| What you will do |
Count the lines in the listing below that contain the string "gray", with case counting, and give only that number.

| Source material |
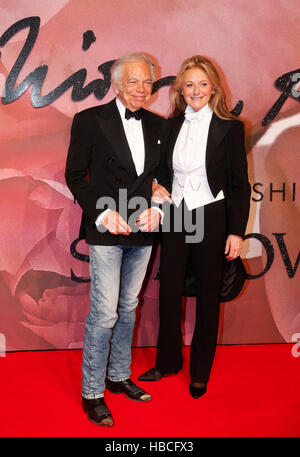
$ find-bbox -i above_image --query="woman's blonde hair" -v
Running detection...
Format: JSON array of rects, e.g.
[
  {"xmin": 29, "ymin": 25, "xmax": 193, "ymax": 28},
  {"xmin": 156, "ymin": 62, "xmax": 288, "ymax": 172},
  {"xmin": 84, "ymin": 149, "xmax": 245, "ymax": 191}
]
[{"xmin": 170, "ymin": 55, "xmax": 235, "ymax": 119}]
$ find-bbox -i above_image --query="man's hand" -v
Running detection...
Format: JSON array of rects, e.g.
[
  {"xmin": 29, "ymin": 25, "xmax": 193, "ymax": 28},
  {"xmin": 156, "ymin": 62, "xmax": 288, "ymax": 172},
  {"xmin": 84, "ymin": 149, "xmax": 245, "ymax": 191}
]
[
  {"xmin": 136, "ymin": 208, "xmax": 161, "ymax": 232},
  {"xmin": 225, "ymin": 235, "xmax": 243, "ymax": 260},
  {"xmin": 102, "ymin": 210, "xmax": 131, "ymax": 235},
  {"xmin": 152, "ymin": 181, "xmax": 172, "ymax": 203}
]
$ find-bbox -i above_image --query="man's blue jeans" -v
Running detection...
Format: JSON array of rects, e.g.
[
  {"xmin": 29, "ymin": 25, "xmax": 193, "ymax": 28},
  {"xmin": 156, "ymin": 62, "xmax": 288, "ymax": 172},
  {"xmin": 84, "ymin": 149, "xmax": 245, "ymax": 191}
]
[{"xmin": 82, "ymin": 245, "xmax": 152, "ymax": 399}]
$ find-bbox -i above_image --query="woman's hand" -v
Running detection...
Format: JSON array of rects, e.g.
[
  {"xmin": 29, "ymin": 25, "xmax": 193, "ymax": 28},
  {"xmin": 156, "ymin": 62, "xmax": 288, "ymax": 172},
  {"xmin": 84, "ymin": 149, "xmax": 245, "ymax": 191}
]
[
  {"xmin": 225, "ymin": 235, "xmax": 243, "ymax": 260},
  {"xmin": 152, "ymin": 181, "xmax": 172, "ymax": 203}
]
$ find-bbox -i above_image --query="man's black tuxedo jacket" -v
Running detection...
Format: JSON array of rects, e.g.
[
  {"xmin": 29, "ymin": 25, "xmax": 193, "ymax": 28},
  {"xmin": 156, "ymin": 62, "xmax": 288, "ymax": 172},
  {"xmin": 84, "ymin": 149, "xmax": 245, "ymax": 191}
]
[
  {"xmin": 158, "ymin": 113, "xmax": 250, "ymax": 237},
  {"xmin": 65, "ymin": 99, "xmax": 166, "ymax": 246}
]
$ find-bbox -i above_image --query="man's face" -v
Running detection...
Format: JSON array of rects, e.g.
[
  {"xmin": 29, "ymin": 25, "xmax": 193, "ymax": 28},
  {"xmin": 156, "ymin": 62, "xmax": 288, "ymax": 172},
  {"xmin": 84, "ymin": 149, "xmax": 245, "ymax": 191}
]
[{"xmin": 114, "ymin": 61, "xmax": 152, "ymax": 111}]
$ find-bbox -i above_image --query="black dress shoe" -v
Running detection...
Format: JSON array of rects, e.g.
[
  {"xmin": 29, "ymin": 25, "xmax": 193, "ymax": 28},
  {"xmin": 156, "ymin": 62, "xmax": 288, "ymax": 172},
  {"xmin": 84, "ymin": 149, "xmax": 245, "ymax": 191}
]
[
  {"xmin": 106, "ymin": 378, "xmax": 152, "ymax": 401},
  {"xmin": 138, "ymin": 368, "xmax": 163, "ymax": 381},
  {"xmin": 81, "ymin": 397, "xmax": 114, "ymax": 427},
  {"xmin": 190, "ymin": 384, "xmax": 206, "ymax": 398}
]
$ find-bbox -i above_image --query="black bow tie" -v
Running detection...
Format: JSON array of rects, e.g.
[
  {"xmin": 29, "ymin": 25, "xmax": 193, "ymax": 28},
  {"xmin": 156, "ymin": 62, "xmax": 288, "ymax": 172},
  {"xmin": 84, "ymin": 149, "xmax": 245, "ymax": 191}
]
[{"xmin": 125, "ymin": 108, "xmax": 141, "ymax": 121}]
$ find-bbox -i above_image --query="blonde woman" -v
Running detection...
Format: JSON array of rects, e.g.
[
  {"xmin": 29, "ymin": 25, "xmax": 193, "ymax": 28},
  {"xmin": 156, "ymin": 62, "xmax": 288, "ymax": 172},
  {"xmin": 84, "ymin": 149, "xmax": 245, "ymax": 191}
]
[{"xmin": 139, "ymin": 55, "xmax": 250, "ymax": 398}]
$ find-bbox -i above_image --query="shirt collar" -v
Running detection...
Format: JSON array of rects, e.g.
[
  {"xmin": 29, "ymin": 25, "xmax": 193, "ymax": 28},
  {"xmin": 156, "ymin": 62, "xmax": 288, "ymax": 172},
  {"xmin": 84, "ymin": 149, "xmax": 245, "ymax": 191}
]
[{"xmin": 116, "ymin": 97, "xmax": 126, "ymax": 119}]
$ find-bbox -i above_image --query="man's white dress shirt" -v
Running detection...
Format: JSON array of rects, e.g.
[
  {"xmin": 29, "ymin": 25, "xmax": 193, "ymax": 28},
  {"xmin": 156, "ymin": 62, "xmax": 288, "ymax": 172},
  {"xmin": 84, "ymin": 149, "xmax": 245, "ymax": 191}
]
[{"xmin": 95, "ymin": 98, "xmax": 162, "ymax": 227}]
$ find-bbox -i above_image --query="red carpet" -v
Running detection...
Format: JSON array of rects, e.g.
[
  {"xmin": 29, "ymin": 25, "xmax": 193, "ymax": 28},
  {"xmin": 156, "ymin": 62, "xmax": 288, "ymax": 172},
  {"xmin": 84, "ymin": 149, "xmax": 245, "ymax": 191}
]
[{"xmin": 0, "ymin": 344, "xmax": 300, "ymax": 437}]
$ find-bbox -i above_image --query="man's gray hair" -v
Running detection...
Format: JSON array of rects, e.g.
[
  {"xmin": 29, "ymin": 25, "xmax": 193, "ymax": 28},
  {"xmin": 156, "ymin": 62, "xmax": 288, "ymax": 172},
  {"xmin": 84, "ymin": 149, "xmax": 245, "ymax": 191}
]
[{"xmin": 110, "ymin": 52, "xmax": 155, "ymax": 88}]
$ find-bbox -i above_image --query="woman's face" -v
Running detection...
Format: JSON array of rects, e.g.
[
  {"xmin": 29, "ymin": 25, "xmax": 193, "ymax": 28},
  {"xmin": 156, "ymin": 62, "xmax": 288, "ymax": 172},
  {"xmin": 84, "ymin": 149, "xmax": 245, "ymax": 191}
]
[{"xmin": 181, "ymin": 67, "xmax": 213, "ymax": 111}]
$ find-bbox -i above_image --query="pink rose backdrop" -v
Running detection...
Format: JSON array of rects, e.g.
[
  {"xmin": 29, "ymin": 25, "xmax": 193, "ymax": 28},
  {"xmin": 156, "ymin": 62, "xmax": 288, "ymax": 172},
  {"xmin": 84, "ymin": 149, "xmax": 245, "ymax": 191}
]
[{"xmin": 0, "ymin": 0, "xmax": 300, "ymax": 351}]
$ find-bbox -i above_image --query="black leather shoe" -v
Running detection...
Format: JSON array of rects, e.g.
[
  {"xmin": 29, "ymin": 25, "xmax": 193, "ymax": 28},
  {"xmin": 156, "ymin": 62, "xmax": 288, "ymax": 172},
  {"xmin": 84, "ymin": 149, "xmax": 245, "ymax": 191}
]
[
  {"xmin": 81, "ymin": 397, "xmax": 114, "ymax": 427},
  {"xmin": 106, "ymin": 378, "xmax": 152, "ymax": 401},
  {"xmin": 190, "ymin": 384, "xmax": 206, "ymax": 398},
  {"xmin": 138, "ymin": 368, "xmax": 163, "ymax": 381}
]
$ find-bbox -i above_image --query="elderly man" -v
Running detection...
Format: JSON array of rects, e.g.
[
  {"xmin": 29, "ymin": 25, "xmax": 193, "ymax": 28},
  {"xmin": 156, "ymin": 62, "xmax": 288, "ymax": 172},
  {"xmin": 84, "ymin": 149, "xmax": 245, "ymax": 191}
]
[{"xmin": 65, "ymin": 53, "xmax": 165, "ymax": 426}]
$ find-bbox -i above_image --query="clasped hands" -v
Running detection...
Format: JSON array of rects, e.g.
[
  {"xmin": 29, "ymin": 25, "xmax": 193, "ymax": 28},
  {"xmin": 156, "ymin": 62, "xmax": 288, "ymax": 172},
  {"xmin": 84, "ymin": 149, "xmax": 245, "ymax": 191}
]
[{"xmin": 152, "ymin": 182, "xmax": 243, "ymax": 261}]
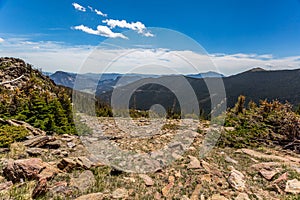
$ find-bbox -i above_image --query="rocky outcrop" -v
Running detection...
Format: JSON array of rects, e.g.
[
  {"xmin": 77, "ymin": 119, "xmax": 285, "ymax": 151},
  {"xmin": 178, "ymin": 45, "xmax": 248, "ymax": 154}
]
[{"xmin": 3, "ymin": 158, "xmax": 58, "ymax": 183}]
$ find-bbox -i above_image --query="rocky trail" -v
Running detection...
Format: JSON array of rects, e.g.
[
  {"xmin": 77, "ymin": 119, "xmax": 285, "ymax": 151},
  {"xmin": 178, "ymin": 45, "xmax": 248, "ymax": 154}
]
[{"xmin": 0, "ymin": 118, "xmax": 300, "ymax": 200}]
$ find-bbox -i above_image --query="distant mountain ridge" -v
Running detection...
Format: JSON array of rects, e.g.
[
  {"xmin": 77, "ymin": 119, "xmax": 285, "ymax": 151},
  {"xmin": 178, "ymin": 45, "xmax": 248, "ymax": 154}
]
[
  {"xmin": 98, "ymin": 68, "xmax": 300, "ymax": 114},
  {"xmin": 50, "ymin": 71, "xmax": 224, "ymax": 94}
]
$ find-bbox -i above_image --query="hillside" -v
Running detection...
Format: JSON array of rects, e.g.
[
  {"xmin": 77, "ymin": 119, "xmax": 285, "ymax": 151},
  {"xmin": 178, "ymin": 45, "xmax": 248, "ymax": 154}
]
[
  {"xmin": 0, "ymin": 58, "xmax": 75, "ymax": 136},
  {"xmin": 98, "ymin": 69, "xmax": 300, "ymax": 114}
]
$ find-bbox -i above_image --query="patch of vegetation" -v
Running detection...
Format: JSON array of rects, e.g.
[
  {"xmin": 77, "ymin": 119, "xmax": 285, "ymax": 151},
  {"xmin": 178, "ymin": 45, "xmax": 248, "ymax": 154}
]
[
  {"xmin": 218, "ymin": 96, "xmax": 300, "ymax": 151},
  {"xmin": 162, "ymin": 123, "xmax": 180, "ymax": 130},
  {"xmin": 0, "ymin": 125, "xmax": 28, "ymax": 148}
]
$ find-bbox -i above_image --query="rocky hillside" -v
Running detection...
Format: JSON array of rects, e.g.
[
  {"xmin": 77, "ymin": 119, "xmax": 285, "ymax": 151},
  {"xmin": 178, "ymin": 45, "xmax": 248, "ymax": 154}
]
[
  {"xmin": 0, "ymin": 118, "xmax": 300, "ymax": 200},
  {"xmin": 0, "ymin": 58, "xmax": 75, "ymax": 137}
]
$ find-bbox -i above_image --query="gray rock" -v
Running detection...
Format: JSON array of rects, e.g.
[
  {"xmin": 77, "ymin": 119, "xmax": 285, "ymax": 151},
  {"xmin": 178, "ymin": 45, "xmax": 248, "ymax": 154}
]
[
  {"xmin": 228, "ymin": 168, "xmax": 246, "ymax": 191},
  {"xmin": 284, "ymin": 179, "xmax": 300, "ymax": 194},
  {"xmin": 112, "ymin": 188, "xmax": 128, "ymax": 199},
  {"xmin": 26, "ymin": 148, "xmax": 46, "ymax": 156},
  {"xmin": 139, "ymin": 174, "xmax": 154, "ymax": 186},
  {"xmin": 70, "ymin": 170, "xmax": 96, "ymax": 192},
  {"xmin": 75, "ymin": 192, "xmax": 104, "ymax": 200},
  {"xmin": 188, "ymin": 156, "xmax": 201, "ymax": 169}
]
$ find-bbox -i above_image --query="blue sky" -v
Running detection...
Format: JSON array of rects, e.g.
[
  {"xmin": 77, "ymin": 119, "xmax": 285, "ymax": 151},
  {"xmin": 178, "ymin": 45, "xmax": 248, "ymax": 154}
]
[{"xmin": 0, "ymin": 0, "xmax": 300, "ymax": 74}]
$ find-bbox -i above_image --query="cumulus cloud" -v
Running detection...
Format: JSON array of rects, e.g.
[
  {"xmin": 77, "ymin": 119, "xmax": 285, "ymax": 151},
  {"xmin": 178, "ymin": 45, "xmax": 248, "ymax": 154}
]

| In response |
2